Stuart Carter (born 31 October 1958) is an Australian former rowing coxswain. He was a ten-time national champion and a representative at world championships and Olympics. In 1976 still aged seventeen and in his final year of school, he coxed Sydney Rowing Club crews to three state titles in a pair, four and eight and to two national titles in a pair and a four; coxed the New South Wales representative eight to a King's Cup victory; and coxed the Australian men's eight at the 1976 Summer Olympics.

Club and state rowing
Carter was educated at Newington College in Sydney, coxed that school's first VIII in 1975 and was coached by his future club and representative coach Michael Morgan. In 1975 both the entire Newington and the  Riverview first VIIIs were selected as New South Wales' #1 and #2 youth eights to contest the Noel Wilkinson Trophy at the Interstate Regatta within the Australian Rowing Championships. Carter coxed the New South Wales #2 crew to second place behind a Geelong College eight racing as Victoria's state entrant. In 1976, in his final year of school Carter joined the Sydney Rowing Club and picked up the ropes in the club's senior eight and its champion coxed four.

He steered the Sydney coxed four to a state title and a national championship win in 1976, and then successfully defended that same national title in 1977 1978 and 1979. In 1976 he was under the bow of a Sydney coxed pairing of Stephen Handley and Simon Dean who rowed to a national championship title. In 1977 he steered a composite pair of Dean and Mosman's Chris Shinners to a second place. In 1978 and 1979 he coxed an SRC pairing of Handley and Islay Lee to consecutive national titles.

════════

Can you rewrite the stretch of the Stuart Carter biography from "Club and state" through "champion coxed four.", changing "coxed" to "steered"?

════════

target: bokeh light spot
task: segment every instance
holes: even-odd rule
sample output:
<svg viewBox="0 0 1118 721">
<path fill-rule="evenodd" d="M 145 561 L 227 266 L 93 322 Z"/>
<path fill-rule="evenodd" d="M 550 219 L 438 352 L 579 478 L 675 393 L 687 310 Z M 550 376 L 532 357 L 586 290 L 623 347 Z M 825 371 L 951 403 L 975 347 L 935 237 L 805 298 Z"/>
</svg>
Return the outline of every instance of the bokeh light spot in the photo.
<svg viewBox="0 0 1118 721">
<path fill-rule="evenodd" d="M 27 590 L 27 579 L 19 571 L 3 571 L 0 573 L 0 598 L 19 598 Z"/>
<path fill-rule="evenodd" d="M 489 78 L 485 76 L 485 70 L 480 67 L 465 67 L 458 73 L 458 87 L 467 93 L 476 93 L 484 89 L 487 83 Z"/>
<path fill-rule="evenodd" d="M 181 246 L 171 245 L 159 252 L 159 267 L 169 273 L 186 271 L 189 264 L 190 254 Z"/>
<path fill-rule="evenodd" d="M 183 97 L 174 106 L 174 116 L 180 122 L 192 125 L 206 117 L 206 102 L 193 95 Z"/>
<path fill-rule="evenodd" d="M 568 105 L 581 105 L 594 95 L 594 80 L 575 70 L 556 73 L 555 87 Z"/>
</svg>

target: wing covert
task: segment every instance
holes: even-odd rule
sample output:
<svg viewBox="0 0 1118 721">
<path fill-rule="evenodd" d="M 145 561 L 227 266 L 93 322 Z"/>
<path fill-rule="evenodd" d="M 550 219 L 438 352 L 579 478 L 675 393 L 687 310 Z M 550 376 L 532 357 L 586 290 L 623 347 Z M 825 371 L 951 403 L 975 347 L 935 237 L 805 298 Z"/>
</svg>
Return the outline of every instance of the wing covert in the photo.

════════

** Final answer **
Club and state rowing
Carter was educated at Newington College in Sydney, steered that school's first VIII in 1975 and was coached by his future club and representative coach Michael Morgan. In 1975 both the entire Newington and the  Riverview first VIIIs were selected as New South Wales' #1 and #2 youth eights to contest the Noel Wilkinson Trophy at the Interstate Regatta within the Australian Rowing Championships. Carter steered the New South Wales #2 crew to second place behind a Geelong College eight racing as Victoria's state entrant. In 1976, in his final year of school Carter joined the Sydney Rowing Club and picked up the ropes in the club's senior eight and its champion steered four.